§ **Problem to work on**
Rewrite every line of the records as a JSON list of strings, with one string per line and blank lines omitted.

Raw records
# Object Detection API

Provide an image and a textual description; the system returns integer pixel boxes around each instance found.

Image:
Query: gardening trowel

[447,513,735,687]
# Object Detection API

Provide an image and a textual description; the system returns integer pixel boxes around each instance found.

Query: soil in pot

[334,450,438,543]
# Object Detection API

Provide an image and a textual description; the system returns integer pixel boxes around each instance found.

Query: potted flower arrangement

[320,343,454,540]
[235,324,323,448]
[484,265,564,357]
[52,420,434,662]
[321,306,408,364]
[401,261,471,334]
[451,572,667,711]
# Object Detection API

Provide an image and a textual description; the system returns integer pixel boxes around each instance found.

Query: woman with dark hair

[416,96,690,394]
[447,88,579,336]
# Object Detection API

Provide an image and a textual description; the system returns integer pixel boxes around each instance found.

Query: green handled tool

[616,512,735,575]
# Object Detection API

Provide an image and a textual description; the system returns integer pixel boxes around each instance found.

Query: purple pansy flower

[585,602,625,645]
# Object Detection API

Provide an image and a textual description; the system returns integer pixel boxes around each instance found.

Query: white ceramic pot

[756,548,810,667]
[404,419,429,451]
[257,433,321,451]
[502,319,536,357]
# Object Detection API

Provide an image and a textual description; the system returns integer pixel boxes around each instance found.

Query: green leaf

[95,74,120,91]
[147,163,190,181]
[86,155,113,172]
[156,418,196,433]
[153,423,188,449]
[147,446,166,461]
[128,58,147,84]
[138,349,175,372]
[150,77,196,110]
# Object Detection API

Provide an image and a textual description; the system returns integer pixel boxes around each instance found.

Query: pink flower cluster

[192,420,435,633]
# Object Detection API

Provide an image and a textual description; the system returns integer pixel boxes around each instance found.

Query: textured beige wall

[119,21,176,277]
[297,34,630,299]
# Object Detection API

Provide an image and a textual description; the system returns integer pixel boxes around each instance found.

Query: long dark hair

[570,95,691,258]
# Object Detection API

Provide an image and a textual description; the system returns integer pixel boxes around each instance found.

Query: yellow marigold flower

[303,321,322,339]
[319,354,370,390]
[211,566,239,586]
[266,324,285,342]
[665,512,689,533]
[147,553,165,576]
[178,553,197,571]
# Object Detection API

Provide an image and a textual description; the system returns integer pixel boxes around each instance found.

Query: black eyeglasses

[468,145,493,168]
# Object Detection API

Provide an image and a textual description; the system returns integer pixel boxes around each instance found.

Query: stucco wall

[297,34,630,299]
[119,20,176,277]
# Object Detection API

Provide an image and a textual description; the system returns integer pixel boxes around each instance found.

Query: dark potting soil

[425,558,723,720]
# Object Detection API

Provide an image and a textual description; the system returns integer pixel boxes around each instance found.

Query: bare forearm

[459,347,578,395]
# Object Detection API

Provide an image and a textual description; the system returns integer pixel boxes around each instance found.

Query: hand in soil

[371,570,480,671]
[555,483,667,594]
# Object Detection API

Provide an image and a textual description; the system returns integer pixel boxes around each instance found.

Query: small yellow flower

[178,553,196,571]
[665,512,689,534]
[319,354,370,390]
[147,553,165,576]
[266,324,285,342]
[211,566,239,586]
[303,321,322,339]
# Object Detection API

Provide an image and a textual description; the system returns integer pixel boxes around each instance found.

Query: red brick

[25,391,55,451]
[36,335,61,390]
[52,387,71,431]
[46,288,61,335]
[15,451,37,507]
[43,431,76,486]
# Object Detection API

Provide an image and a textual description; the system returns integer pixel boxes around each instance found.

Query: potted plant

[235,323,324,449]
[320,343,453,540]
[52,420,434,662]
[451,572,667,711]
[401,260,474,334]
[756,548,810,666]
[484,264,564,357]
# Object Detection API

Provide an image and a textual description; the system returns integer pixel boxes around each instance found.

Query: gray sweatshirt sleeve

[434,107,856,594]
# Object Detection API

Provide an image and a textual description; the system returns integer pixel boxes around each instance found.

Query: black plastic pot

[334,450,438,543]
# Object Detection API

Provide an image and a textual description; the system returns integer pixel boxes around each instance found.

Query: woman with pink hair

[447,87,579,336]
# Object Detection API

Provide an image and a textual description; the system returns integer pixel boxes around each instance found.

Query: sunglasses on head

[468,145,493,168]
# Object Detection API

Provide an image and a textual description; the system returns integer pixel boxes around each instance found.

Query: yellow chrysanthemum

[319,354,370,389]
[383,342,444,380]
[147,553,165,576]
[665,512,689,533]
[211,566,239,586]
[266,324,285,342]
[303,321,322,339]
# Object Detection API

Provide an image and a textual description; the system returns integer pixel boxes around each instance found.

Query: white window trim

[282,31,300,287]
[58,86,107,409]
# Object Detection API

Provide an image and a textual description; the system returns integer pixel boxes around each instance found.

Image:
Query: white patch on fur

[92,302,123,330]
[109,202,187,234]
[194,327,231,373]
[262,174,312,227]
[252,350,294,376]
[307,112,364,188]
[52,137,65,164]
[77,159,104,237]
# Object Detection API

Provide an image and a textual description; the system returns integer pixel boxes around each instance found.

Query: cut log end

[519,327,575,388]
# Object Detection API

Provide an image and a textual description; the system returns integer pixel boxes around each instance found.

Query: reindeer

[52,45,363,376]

§ **Response for this exercise**
[
  "# Object Detection API",
  "Provide an image and a textual description; the system returns integer pixel boxes around each instance found.",
  "Image:",
  "Query: gardening trowel",
  "[447,513,735,687]",
  "# Object Detection API",
  "Provide an image and a textual description; the system returns integer pixel boxes around each instance found.",
  "Query: soil in pot",
  "[334,450,438,543]",
  "# Object Detection API",
  "Provide an image and a textual description; the system returns integer pixel boxes around each instance found.",
  "Query: potted flower arrangement",
  "[320,343,454,540]",
  "[235,324,323,448]",
  "[484,265,564,357]",
  "[52,420,434,662]",
  "[321,306,408,364]",
  "[401,261,471,334]",
  "[451,572,667,711]",
  "# Object Detection API",
  "Provide an image and a textual description; the system returns integer pixel boxes around each instance found.",
  "Query: woman with dark hair",
  "[416,96,690,394]",
  "[447,88,579,336]",
  "# Object Detection API",
  "Provide an image and a textual description; the system returns integer pixel boxes around each instance found.",
  "Query: green handled tool",
  "[616,512,735,575]",
  "# Object Detection API",
  "Provide an image and a textual description; the system returns integer pixel boxes around each instance found.",
  "Query: purple pansy flower",
  "[585,602,625,645]",
  "# Object Detection API",
  "Provide an image and a textual description; the system returns integer pixel boxes around each instance found.",
  "Query: white ceramic pot",
  "[756,548,810,667]",
  "[404,419,429,451]",
  "[257,433,321,451]",
  "[502,319,536,357]",
  "# Object Detection API",
  "Provide an image and a textual description; the system returns integer pixel boxes around each instance found.",
  "Query: green leaf",
  "[95,74,120,91]",
  "[147,163,190,181]",
  "[86,155,113,172]",
  "[156,418,196,433]",
  "[153,423,188,449]",
  "[147,446,166,461]",
  "[128,58,147,84]",
  "[138,349,175,372]",
  "[150,77,196,110]",
  "# Object Detection API",
  "Provide an image and a textual description; the system returns integer pixel boxes around each instance found.",
  "Query: pink flower cluster",
  "[192,420,435,633]",
  "# Object Detection API",
  "Provide an image and a textual description; the system returns integer pixel boxes around each instance found.",
  "Query: textured beige wall",
  "[119,21,176,277]",
  "[297,34,630,299]",
  "# Object Detection API",
  "Provide an image and a textual description; the system returns integer pixel boxes around each instance found.",
  "Query: long dark hair",
  "[570,95,691,258]",
  "# Object Detection API",
  "Provide an image and a textual description; the system returns integer pixel boxes around each instance found.",
  "Query: yellow marigold flower",
  "[303,321,322,339]",
  "[319,354,370,390]",
  "[211,566,239,586]",
  "[266,324,285,342]",
  "[665,512,689,533]",
  "[147,553,165,576]",
  "[178,553,197,571]",
  "# Object Detection API",
  "Provide an image and a textual description; the system returns integer pixel boxes around each instance found.",
  "Query: black eyeglasses",
  "[468,145,493,168]",
  "# Object Detection API",
  "Provide an image and a textual description; the system returns integer pixel boxes around each instance found.",
  "Query: stucco wall",
  "[297,34,630,299]",
  "[119,20,176,277]",
  "# Object Detection API",
  "Provide an image and a textual description; the system returns integer pixel boxes around each instance found.",
  "Query: dark potting soil",
  "[425,558,723,720]",
  "# Object Detection API",
  "Provide an image and a textual description; the system returns integer pixel boxes around each instance found.",
  "Query: bare forearm",
  "[459,347,578,395]",
  "# Object Detection API",
  "Provide an image and a textual description; the system returns integer pixel boxes around each instance found.",
  "Query: hand in soil",
  "[371,570,480,671]",
  "[555,483,667,594]",
  "# Object Detection API",
  "Provide an image and a textual description; the system returns integer pixel boxes around each instance found.",
  "Query: small yellow flower",
  "[178,553,196,571]",
  "[665,512,689,534]",
  "[319,354,370,390]",
  "[147,553,165,576]",
  "[266,324,285,342]",
  "[211,566,239,586]",
  "[303,321,322,339]",
  "# Object Detection API",
  "Provide an image and a textual description; the system returns integer pixel boxes around each instance found.",
  "Query: red brick",
  "[25,391,55,451]",
  "[36,335,61,390]",
  "[52,387,71,431]",
  "[46,288,61,335]",
  "[15,451,37,507]",
  "[43,431,76,486]",
  "# Object Detection API",
  "Provide an image and a textual description; the system returns integer pixel boxes around each instance found.",
  "Query: potted plant",
  "[235,323,324,449]",
  "[320,343,453,540]",
  "[52,420,434,662]",
  "[451,572,667,711]",
  "[401,260,474,334]",
  "[756,548,810,666]",
  "[484,264,564,357]",
  "# Object Detection API",
  "Provide an image and a textual description; the system returns integer pixel boxes around each instance found.",
  "Query: gray sweatshirt sleeve",
  "[434,107,856,594]",
  "# Object Detection API",
  "Provide an image and a textual description; the system returns integer pixel boxes around each instance found.",
  "Query: black plastic pot",
  "[334,450,438,543]",
  "# Object Detection API",
  "Provide an image and a textual description; the system returns integer pixel boxes around each instance found.",
  "Query: woman with pink hair",
  "[447,87,579,336]",
  "# Object Detection API",
  "Provide an image and a textual description; the system returns integer pixel boxes around each instance found.",
  "Query: sunglasses on head",
  "[468,145,493,168]",
  "# Object Detection API",
  "Provide an image and a textual description; the system returns integer pixel boxes around each instance found.",
  "Query: yellow chrysanthemum",
  "[319,354,370,389]",
  "[383,342,444,380]",
  "[147,553,165,576]",
  "[665,512,689,533]",
  "[211,566,239,586]",
  "[266,324,285,342]",
  "[303,321,322,339]",
  "# Object Detection API",
  "Provide an image and a textual description; the system returns integer pixel boxes around each instance found.",
  "Query: white window trim",
  "[282,31,300,287]",
  "[58,86,107,409]",
  "# Object Detection API",
  "Provide an image and a textual description; the system returns integer pixel boxes around each instance found.",
  "Image:",
  "Query: white patch on fur",
  "[92,302,123,330]",
  "[109,202,187,234]",
  "[194,327,231,373]",
  "[262,174,312,227]",
  "[252,350,294,376]",
  "[307,112,364,188]",
  "[52,137,65,164]",
  "[77,159,104,237]",
  "# Object Detection API",
  "Provide an image and a textual description; the system returns integer pixel boxes around each instance found.",
  "Query: cut log end",
  "[519,327,575,388]",
  "# Object Detection API",
  "Provide an image and a textual description; the system returns integer pixel boxes around each instance found.",
  "Query: reindeer",
  "[52,45,363,376]"
]